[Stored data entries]
·····
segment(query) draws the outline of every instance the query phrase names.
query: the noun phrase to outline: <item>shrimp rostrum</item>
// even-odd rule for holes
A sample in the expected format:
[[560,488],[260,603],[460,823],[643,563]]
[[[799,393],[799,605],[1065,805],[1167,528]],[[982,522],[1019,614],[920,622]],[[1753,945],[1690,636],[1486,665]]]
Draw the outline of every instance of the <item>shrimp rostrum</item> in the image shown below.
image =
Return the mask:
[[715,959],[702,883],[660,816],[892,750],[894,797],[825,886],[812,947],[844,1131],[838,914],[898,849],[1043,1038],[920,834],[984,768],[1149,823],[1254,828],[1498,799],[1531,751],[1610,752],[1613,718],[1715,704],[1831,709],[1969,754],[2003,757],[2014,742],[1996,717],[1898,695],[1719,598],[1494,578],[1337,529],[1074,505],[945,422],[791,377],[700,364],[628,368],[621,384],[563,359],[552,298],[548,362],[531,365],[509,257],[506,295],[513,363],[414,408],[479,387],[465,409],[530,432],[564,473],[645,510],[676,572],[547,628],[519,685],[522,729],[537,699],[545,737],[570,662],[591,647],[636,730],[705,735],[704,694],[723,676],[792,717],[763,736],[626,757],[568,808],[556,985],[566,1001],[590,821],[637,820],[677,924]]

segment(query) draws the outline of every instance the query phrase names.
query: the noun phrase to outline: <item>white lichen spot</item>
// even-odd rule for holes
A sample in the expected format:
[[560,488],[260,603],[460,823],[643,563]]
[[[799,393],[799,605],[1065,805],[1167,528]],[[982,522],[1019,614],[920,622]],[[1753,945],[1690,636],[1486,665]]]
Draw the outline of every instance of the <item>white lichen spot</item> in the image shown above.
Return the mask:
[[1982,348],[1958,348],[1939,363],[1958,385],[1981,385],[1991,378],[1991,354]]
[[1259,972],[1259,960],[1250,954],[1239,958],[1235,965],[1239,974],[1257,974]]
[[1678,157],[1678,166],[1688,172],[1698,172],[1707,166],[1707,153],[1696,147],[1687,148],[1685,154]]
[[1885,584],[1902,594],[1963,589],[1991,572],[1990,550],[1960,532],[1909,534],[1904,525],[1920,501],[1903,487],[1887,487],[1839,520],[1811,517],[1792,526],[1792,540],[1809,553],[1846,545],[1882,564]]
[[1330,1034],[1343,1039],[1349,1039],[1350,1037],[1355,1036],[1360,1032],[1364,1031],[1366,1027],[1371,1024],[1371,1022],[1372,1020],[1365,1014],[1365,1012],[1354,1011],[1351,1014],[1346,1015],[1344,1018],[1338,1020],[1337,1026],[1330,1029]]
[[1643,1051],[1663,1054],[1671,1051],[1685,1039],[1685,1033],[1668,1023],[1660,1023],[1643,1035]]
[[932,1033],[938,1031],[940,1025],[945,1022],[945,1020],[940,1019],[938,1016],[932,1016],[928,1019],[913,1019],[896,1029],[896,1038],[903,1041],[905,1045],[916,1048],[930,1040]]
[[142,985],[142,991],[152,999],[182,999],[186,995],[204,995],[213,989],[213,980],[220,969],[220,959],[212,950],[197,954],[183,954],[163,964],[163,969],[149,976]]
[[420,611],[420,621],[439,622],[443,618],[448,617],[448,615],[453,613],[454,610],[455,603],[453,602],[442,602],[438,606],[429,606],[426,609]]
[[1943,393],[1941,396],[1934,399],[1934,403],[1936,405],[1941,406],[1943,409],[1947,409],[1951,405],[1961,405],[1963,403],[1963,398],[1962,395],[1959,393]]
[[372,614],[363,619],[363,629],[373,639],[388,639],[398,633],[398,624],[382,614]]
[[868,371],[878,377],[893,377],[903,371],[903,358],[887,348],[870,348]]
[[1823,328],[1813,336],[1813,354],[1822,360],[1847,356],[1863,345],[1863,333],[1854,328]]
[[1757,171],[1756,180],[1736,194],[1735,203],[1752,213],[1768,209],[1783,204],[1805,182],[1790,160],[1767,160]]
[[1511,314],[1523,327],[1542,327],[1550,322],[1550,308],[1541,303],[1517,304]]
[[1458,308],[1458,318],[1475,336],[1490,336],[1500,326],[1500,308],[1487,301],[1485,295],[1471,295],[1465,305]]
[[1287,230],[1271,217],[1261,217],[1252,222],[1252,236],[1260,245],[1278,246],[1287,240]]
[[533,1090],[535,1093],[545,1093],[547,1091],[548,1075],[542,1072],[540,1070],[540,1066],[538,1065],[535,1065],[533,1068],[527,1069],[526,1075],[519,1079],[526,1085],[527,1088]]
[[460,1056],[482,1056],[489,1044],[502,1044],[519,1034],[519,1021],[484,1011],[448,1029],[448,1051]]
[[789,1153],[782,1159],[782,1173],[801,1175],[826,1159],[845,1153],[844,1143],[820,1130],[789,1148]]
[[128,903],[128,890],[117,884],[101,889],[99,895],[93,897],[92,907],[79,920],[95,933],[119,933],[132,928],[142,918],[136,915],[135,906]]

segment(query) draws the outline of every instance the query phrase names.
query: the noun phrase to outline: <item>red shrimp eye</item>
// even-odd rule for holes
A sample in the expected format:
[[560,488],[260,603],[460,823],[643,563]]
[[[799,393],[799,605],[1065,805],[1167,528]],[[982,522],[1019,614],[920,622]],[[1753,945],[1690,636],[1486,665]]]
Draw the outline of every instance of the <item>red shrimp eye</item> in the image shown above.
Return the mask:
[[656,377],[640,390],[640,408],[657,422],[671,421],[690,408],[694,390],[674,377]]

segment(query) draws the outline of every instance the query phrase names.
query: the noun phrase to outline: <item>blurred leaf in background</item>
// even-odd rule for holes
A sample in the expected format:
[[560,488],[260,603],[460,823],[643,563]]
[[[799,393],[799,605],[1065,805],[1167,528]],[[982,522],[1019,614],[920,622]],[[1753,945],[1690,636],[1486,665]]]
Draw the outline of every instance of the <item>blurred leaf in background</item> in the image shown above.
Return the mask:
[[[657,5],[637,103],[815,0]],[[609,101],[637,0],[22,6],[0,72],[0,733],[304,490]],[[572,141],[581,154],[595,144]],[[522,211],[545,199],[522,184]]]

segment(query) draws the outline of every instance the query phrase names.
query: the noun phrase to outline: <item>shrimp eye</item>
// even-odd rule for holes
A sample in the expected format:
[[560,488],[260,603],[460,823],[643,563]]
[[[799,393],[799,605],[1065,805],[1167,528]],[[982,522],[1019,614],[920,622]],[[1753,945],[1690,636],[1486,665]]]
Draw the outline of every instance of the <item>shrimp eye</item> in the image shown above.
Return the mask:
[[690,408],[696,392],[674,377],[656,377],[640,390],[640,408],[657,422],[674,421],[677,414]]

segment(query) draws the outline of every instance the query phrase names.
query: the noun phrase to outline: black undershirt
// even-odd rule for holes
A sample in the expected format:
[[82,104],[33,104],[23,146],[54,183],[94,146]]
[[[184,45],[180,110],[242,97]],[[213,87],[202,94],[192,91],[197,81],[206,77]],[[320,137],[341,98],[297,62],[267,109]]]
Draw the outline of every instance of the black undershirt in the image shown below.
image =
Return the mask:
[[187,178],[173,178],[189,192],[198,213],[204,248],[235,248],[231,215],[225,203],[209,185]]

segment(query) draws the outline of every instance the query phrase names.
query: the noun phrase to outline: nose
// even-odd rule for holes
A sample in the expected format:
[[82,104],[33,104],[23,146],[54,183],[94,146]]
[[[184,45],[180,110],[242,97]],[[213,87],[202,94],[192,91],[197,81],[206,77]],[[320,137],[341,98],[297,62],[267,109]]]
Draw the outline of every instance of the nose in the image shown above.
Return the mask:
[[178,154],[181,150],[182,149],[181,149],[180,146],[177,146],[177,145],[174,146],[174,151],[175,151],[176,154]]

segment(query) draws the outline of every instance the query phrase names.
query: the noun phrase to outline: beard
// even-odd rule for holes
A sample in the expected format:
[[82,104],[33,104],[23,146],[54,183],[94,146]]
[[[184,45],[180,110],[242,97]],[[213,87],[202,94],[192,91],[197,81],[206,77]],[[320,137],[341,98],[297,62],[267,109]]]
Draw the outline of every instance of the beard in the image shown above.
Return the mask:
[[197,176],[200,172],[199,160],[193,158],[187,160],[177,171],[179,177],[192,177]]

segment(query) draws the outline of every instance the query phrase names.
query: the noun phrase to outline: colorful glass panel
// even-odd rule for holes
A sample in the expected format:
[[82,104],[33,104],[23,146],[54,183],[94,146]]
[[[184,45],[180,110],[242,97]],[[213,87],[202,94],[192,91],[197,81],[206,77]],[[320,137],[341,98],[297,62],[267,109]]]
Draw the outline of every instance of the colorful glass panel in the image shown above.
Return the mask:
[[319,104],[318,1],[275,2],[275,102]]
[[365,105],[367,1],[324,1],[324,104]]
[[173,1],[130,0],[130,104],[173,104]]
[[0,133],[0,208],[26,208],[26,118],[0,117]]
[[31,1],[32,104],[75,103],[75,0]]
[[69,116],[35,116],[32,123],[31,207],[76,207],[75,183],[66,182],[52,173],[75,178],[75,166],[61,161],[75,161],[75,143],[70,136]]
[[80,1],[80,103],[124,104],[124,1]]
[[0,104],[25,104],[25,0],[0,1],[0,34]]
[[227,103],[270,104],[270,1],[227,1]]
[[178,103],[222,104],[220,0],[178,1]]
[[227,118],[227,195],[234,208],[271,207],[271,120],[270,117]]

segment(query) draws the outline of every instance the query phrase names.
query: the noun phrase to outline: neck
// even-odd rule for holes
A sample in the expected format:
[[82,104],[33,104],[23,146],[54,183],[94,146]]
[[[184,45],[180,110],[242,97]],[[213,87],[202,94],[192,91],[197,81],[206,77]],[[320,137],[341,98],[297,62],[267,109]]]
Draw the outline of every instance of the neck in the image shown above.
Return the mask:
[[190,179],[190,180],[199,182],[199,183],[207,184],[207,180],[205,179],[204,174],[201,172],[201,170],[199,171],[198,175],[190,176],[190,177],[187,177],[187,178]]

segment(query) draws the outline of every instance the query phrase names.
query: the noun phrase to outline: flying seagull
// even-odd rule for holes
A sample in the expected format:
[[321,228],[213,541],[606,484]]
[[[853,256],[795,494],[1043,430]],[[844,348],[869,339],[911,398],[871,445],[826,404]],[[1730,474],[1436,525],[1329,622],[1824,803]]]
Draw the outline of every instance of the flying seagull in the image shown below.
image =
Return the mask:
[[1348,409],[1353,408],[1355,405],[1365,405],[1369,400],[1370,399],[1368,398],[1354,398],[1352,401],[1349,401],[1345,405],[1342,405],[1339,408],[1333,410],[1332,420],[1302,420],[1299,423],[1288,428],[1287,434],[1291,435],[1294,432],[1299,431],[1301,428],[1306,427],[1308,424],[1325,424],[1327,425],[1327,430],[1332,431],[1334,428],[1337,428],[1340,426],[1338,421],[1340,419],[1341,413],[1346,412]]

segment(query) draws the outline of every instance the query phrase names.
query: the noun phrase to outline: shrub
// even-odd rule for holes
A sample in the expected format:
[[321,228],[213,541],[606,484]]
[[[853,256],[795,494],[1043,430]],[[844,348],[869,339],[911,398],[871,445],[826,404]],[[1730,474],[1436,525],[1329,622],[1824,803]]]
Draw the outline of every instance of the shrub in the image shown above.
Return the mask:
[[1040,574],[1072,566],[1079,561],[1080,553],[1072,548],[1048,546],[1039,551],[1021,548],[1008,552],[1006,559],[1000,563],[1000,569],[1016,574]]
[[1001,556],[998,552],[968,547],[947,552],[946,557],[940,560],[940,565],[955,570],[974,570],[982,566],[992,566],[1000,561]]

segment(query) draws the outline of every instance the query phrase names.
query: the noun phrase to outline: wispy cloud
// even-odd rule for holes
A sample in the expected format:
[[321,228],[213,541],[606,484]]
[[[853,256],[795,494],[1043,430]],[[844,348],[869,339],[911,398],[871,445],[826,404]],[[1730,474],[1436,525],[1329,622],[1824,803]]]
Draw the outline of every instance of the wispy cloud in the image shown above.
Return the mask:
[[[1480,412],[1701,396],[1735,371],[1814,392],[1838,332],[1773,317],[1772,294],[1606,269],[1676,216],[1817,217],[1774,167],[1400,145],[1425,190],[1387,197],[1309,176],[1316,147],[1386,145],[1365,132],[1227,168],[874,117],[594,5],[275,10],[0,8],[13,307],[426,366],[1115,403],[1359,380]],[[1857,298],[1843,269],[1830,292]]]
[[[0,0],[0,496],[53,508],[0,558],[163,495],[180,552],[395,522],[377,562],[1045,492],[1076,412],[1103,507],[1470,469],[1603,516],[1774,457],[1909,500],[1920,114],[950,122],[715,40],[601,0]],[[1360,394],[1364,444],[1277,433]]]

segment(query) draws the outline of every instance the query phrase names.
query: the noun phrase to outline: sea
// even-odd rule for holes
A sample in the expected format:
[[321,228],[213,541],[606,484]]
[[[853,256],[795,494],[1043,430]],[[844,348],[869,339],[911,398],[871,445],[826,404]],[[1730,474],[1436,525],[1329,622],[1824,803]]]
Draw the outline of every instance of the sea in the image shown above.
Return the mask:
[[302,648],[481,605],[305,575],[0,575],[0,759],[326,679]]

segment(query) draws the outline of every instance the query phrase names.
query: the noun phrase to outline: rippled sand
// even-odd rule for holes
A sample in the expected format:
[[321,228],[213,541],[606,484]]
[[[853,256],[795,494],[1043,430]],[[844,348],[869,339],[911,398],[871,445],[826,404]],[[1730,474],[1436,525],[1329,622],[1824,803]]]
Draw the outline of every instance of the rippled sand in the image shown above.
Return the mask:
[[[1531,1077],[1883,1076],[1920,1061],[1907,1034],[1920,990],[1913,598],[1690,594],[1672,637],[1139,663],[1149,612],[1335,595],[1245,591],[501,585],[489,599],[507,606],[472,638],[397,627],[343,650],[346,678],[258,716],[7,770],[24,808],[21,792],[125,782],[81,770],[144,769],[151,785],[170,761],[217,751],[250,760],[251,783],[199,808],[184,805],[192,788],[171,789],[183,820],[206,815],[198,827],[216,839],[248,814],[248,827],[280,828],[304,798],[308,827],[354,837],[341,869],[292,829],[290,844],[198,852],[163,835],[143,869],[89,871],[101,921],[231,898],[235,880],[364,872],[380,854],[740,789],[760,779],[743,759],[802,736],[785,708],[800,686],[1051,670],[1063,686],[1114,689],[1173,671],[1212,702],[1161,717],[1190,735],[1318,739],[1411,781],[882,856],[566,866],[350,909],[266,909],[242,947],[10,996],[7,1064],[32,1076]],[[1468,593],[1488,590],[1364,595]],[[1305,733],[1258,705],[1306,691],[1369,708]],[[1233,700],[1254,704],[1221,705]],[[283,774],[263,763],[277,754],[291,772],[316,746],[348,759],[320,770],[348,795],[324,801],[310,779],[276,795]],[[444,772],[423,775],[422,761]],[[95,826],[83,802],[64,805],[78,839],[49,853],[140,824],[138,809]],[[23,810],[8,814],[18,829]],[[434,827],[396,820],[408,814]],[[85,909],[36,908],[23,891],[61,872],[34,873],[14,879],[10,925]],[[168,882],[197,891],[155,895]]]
·····
## [WHAT TO WORK ON]
Go through the data and show every line where "colorful" occurs.

## [YOUR SOLUTION]
query: the noun phrase to outline: colorful glass panel
Draw the outline of every instance of the colorful glass panel in the image shown above.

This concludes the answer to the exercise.